▶ SELECTED EXCERPT:
──────────────────────────────
With uranium one of 34 minerals listed as critical, it is not surprising, perhaps, that Infini found a friendly jurisdiction when applying for the three leases that make up the 108 square kilometres of the Portland Creek project area.
Evidence of historical work at the site had been minimal except for a single sample from a uranium anomaly in lake sediments during a 1976 program conducted by the Newfoundland Government that recorded a grade of 2180 parts per million. It was hardly the sort of data that would normally excite the average rock-kicker, but Armstrong was unphased and with modern exploration technology now available to the keen-eyed explorer, it shouted “opportunity”.
As an energy metal, uranium stands out for its remarkable energy density qualities and the minimal impact its cost has on overall expenses. In the realm of baseload power from nuclear energy production, uranium’s contribution to total input costs is less than five per cent – a stark contrast to other energy sources such as oil, coal, or gas.
That results in uranium demand being remarkably inelastic to price fluctuations. Even an eye-watering 300 per cent price surge from US$20 (AU$29.57) per pound in 2016 to today’s US$85 (AU$125.65) per pound, only nudges total input costs up by 16 per cent at a nuclear power plant.
The secret to the inelasticity lies in uranium’s extraordinary energy density. Imagine a uranium pellet the size of a gummy bear lolly – the tiny powerhouse contains as much energy as 454 litres of oil or a full tonne of thermal coal.
In terms of sheer power output, a single gigawatt from a nuclear plant equates to the energy produced by 431 wind turbines or a mind-boggling 3.1 million solar panels.
But despite stubborn resistance from some corners, including Australia, global leaders are increasingly recognising the crucial role nuclear power will play in the burgeoning green revolution. As they grapple with the urgent need to meet Paris Agreement emission targets and seek sustainable alternatives to fossil fuels, nuclear energy is emerging as a vital clean-energy source for providing consistent baseload power to industries worldwide.
With the seasonal exploration period on the Canadian archipelago coming to a close shortly, and with the latest results already in the bag, Infini is urgently pushing forward with fieldwork including sampling radon anomalies and any other anomalous structures that are yet to be tested. The company believes follow-up unmanned aerial vehicle (UAV) geophysics, structural interpretation and geochemical pathfinder studies will enable it to define the geometry of the mineralisation and its controlling structures.
──────────────────────────────
▶ RECORDS PROVIDED:
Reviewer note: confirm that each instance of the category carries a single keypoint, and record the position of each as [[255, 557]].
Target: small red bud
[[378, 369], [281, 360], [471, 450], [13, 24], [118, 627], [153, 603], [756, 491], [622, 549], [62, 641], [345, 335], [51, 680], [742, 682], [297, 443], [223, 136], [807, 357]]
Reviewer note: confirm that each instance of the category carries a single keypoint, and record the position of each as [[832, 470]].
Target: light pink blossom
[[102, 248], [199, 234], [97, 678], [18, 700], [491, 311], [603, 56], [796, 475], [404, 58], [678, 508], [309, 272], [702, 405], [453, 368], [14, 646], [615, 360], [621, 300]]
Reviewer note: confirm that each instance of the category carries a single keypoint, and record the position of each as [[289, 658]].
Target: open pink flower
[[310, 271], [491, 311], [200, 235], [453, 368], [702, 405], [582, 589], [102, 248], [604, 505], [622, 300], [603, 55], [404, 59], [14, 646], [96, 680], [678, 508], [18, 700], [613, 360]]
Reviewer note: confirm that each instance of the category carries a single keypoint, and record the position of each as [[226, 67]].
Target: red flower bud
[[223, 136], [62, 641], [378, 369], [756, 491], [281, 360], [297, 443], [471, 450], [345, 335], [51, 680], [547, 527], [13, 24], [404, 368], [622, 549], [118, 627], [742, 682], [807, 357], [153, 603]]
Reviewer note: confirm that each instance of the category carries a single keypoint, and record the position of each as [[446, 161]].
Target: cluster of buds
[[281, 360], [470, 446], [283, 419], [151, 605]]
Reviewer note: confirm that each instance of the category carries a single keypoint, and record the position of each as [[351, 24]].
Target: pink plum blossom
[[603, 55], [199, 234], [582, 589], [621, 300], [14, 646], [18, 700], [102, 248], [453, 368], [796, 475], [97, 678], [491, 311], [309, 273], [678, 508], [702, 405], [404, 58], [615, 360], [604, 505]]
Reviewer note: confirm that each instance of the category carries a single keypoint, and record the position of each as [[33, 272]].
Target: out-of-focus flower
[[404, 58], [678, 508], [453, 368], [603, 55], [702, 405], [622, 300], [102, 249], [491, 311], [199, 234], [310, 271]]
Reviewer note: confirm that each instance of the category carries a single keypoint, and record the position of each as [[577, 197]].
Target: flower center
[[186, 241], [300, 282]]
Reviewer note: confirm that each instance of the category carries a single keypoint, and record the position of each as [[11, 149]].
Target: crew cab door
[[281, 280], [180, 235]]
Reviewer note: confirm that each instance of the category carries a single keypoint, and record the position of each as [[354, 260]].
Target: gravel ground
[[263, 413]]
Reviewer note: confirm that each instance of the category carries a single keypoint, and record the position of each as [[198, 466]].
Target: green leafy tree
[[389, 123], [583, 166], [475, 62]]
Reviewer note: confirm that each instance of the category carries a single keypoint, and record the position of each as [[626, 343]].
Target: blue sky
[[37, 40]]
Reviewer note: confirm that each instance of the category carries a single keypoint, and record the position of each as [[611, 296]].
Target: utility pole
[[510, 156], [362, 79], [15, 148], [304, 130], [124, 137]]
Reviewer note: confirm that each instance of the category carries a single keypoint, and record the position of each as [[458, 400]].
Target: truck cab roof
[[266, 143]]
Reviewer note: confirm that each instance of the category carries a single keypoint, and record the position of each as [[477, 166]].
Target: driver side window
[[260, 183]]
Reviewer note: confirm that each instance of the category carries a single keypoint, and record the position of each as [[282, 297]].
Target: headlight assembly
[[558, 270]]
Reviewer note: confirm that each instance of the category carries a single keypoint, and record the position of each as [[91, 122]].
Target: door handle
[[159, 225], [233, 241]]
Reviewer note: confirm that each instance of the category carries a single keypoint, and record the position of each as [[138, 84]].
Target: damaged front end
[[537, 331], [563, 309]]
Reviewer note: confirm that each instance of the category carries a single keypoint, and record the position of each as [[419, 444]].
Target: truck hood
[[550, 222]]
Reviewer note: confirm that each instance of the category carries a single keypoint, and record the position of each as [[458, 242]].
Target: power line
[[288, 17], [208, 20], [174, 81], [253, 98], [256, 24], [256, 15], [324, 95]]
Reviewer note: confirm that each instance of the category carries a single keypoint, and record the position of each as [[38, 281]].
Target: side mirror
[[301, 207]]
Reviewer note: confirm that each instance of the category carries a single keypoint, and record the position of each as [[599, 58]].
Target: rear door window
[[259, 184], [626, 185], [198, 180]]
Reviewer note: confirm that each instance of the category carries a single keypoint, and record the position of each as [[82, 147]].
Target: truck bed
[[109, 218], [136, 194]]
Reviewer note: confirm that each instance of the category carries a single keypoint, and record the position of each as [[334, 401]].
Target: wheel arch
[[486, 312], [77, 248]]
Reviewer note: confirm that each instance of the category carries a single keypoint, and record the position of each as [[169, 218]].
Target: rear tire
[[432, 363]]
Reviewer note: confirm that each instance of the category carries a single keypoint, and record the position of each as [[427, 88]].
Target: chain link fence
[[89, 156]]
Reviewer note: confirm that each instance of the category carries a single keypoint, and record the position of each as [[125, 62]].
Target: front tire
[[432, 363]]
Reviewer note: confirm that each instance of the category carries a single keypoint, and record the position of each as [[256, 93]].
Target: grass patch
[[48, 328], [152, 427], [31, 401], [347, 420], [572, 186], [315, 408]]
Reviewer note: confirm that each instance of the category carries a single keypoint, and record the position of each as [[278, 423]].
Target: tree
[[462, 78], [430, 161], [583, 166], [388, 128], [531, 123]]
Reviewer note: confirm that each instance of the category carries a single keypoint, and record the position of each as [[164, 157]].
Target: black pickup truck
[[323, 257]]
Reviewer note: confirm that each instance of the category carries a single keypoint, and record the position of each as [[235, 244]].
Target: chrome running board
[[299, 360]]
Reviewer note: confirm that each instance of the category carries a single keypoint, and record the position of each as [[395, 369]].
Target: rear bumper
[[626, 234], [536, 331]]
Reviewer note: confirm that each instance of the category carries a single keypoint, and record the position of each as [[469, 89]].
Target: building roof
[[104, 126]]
──────────────────────────────
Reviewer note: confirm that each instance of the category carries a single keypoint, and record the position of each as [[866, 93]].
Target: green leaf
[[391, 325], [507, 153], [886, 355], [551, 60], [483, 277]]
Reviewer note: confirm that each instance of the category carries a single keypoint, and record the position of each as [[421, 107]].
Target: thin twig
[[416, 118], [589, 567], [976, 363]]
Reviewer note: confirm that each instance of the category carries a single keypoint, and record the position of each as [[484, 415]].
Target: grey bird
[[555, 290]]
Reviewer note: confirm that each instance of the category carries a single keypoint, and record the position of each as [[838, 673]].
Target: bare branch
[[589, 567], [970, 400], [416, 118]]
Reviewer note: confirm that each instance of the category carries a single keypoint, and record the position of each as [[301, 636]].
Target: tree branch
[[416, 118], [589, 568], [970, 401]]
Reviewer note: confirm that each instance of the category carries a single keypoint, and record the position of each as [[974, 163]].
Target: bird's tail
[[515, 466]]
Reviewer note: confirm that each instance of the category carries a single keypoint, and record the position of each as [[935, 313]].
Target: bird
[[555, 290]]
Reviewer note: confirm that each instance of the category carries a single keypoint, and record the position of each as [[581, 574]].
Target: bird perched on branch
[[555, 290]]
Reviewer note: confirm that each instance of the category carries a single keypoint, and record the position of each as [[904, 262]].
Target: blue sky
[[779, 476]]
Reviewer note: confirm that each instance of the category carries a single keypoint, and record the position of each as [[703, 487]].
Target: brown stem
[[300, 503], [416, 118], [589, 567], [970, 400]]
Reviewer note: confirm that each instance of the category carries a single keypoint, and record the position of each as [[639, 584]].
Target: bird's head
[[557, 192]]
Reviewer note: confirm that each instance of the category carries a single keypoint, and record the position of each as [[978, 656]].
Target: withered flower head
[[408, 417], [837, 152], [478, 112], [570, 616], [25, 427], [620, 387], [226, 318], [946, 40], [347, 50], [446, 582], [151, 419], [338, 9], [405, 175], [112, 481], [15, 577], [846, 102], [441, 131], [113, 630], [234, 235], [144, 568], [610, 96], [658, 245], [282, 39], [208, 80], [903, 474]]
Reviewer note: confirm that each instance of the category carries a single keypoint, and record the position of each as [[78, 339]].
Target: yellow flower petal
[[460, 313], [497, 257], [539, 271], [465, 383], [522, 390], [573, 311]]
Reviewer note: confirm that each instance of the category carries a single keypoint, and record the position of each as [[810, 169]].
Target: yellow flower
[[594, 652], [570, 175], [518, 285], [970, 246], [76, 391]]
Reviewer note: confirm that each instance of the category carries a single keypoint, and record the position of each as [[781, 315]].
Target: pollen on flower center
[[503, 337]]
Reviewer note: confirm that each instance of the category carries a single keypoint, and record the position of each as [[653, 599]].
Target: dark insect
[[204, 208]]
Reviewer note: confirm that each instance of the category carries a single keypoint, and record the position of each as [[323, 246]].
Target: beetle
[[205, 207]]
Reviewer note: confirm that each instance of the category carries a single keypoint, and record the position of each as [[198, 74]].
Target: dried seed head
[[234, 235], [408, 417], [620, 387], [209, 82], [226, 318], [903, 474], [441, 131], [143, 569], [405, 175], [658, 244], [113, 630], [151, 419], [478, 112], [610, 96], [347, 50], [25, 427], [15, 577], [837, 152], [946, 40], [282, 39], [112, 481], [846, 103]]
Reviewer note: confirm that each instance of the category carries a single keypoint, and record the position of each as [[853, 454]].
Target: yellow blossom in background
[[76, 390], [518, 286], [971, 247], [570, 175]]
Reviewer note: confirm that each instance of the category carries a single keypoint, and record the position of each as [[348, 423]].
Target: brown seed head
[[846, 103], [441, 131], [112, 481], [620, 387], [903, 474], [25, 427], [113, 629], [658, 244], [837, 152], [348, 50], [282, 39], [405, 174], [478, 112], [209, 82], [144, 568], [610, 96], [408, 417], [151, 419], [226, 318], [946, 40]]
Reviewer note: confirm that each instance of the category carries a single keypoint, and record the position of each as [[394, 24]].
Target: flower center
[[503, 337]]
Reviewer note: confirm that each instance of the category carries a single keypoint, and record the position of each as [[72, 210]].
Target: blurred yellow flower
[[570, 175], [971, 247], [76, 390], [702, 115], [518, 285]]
──────────────────────────────
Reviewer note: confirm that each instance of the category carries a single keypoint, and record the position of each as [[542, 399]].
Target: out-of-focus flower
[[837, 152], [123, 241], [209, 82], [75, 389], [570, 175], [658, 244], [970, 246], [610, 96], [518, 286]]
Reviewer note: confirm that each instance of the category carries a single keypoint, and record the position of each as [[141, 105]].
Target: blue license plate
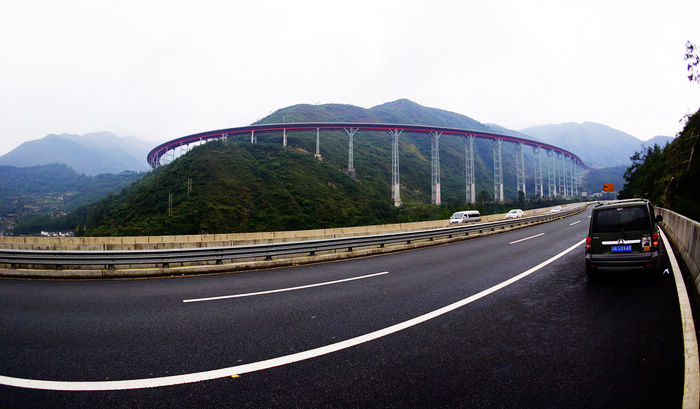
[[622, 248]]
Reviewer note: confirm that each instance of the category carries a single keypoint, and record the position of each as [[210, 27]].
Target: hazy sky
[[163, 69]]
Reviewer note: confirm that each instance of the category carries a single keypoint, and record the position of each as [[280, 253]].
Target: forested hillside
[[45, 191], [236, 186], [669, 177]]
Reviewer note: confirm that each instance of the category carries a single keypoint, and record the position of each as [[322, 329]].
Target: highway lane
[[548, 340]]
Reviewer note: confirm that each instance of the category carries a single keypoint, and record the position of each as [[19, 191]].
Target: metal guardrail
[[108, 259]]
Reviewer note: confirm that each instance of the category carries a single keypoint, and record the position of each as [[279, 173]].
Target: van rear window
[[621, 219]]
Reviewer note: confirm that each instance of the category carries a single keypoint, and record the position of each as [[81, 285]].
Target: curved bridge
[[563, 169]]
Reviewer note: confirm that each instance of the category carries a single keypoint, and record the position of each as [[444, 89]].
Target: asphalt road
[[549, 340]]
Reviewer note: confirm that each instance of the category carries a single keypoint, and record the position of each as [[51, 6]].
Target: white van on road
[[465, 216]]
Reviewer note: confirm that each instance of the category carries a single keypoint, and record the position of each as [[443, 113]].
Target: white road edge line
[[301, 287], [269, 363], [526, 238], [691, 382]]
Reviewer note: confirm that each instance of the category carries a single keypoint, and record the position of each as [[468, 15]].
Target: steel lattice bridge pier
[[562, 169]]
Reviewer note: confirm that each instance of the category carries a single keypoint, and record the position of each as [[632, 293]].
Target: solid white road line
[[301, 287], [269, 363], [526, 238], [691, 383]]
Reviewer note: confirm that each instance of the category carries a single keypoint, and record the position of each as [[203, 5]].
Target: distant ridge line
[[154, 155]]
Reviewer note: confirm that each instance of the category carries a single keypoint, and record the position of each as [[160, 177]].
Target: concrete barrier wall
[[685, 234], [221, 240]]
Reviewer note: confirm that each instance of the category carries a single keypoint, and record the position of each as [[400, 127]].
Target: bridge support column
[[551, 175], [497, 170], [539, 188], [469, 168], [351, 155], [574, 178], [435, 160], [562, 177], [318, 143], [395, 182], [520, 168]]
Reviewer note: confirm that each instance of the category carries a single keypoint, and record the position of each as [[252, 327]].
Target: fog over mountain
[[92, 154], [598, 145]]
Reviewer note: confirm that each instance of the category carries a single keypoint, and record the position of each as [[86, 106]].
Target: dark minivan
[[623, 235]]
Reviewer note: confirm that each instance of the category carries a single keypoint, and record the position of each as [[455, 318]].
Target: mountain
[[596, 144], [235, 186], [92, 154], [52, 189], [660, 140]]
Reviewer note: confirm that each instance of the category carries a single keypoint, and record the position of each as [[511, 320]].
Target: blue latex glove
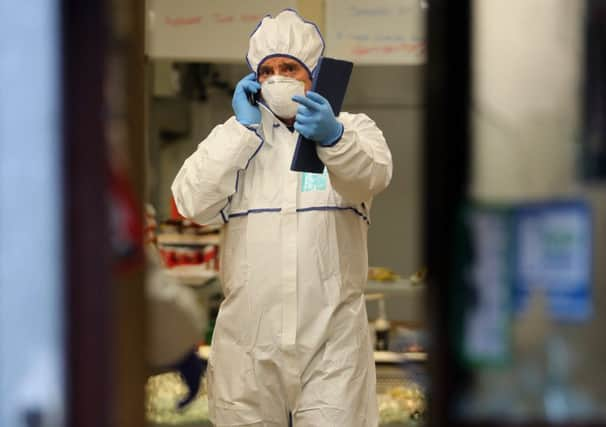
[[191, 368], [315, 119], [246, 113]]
──────────────────────────────
Resume the excerpt on Infini's Portland Creek uranium project, continuing directly after its last paragraph.

▶ RESULT:
Remarkably, Armstrong has not yet set foot on the ground he cleverly isolated through his online forensics, but plans to soon change that – a bit like having an urge to give his new baby a cuddle.
There are things I want to see … I’m an exploration geo and there are a few pieces of the puzzle I think I’ll be able to put together.
Infini Resources Managing Director Charles Armstrong
Interestingly, the land includes a now relinquished smallish area that had originally been pegged by a private “mum-and-dad outfit”.
It is a rare sight when a newcomer to the market, fresh from its listing, bursts to life with revelations of spectacular findings. Yet Infini has done just that, unveiling exceptional grades of up to 7.5 per cent uranium from its initial geochemical sampling.
It is little wonder management is still buzzing with excitement after turning a fortunate few investors into overnight millionaires.
With its saddlebags still full from the recent float, the tightly-held company that has just 61 million shares on issue will use the cash for the extensive work needed at Portland Creek and its seven other projects.
The Infini story already appears to be shaping up as a thriller. Yet, it is clearly Portland Creek that is generating the real excitement, with geological suggestions that the company might just be on the brink of an extraordinary discovery.